WORK TO BE COMPLETED: Reproduce every line of the material below verbatim, with no alterations.

RECORDED DATA:
- - -

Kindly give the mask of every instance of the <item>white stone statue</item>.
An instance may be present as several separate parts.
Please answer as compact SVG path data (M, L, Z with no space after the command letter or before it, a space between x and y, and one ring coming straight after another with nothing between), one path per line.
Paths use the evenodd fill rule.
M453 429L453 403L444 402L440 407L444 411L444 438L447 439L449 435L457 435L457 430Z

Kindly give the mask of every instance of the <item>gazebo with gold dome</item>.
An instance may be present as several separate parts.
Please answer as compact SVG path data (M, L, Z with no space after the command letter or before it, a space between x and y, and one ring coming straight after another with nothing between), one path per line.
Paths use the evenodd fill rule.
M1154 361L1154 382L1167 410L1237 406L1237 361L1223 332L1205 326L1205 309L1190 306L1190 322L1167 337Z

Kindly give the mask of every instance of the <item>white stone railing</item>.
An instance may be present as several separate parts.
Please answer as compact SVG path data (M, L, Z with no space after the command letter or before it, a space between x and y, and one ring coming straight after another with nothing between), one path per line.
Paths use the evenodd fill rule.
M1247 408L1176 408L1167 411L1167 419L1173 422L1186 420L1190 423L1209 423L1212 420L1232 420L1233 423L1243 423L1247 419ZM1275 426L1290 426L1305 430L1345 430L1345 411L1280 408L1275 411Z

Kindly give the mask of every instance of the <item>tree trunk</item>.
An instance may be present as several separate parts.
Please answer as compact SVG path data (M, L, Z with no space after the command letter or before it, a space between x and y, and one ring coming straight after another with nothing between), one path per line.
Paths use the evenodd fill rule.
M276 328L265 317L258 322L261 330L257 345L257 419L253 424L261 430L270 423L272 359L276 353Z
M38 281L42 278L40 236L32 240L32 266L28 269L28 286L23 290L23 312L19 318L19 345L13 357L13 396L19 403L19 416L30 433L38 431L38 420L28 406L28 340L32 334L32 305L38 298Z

- - -

IN RESPONSE:
Kindly give the mask of every instance of the <item>white stone statue</item>.
An instance may be present as several separate parts.
Please answer as compact SVG path data (M, L, Z with no space after the command letter or before it, a space between x and y, and one ring coming straight after another with nothing between), one path per line.
Paths use the evenodd fill rule.
M453 429L453 403L444 402L440 407L444 411L444 438L447 439L449 435L457 435L457 430Z

Kindly give the mask of every instance of the <item>gazebo with gold dome</item>.
An instance may be present as several separate parts.
Please answer as compact SVG path data (M, L, Z with no space after the command letter or before it, a space between x and y, and one ring coming straight after another with nothing between), one path per line.
Paths use the evenodd fill rule.
M1154 361L1154 382L1167 410L1237 406L1237 361L1223 332L1205 326L1205 309L1190 306L1190 322L1167 337Z

Kindly give the mask of every instance of the <item>white stone railing</item>.
An instance may be present as several separate parts.
Please answer as compact SVG path data (M, L, Z with no space after the command letter or before it, a space between x and y, and one ring coming straight after another with nothing between), one path per line.
Paths use the evenodd fill rule.
M1247 408L1176 408L1167 411L1167 419L1173 422L1186 420L1190 423L1209 423L1212 420L1232 420L1233 423L1243 423L1247 419ZM1275 426L1290 426L1305 430L1345 430L1345 411L1280 408L1275 411Z

Kindly give the mask of every instance of the <item>tree trunk</item>.
An instance may be present as several separate parts.
Please answer as compact SVG path data (M, L, Z with no space after the command letter or before it, a space between x and y, and one ring coming straight after another with nothing between), one path per line.
Paths use the evenodd fill rule.
M276 328L265 317L258 322L261 330L257 345L257 419L253 424L261 430L270 423L272 359L276 353Z
M38 281L42 278L40 236L32 240L32 266L28 269L28 286L23 290L23 312L19 318L19 345L13 357L13 396L19 403L19 416L30 433L38 431L38 420L28 406L28 340L32 334L32 305L38 298Z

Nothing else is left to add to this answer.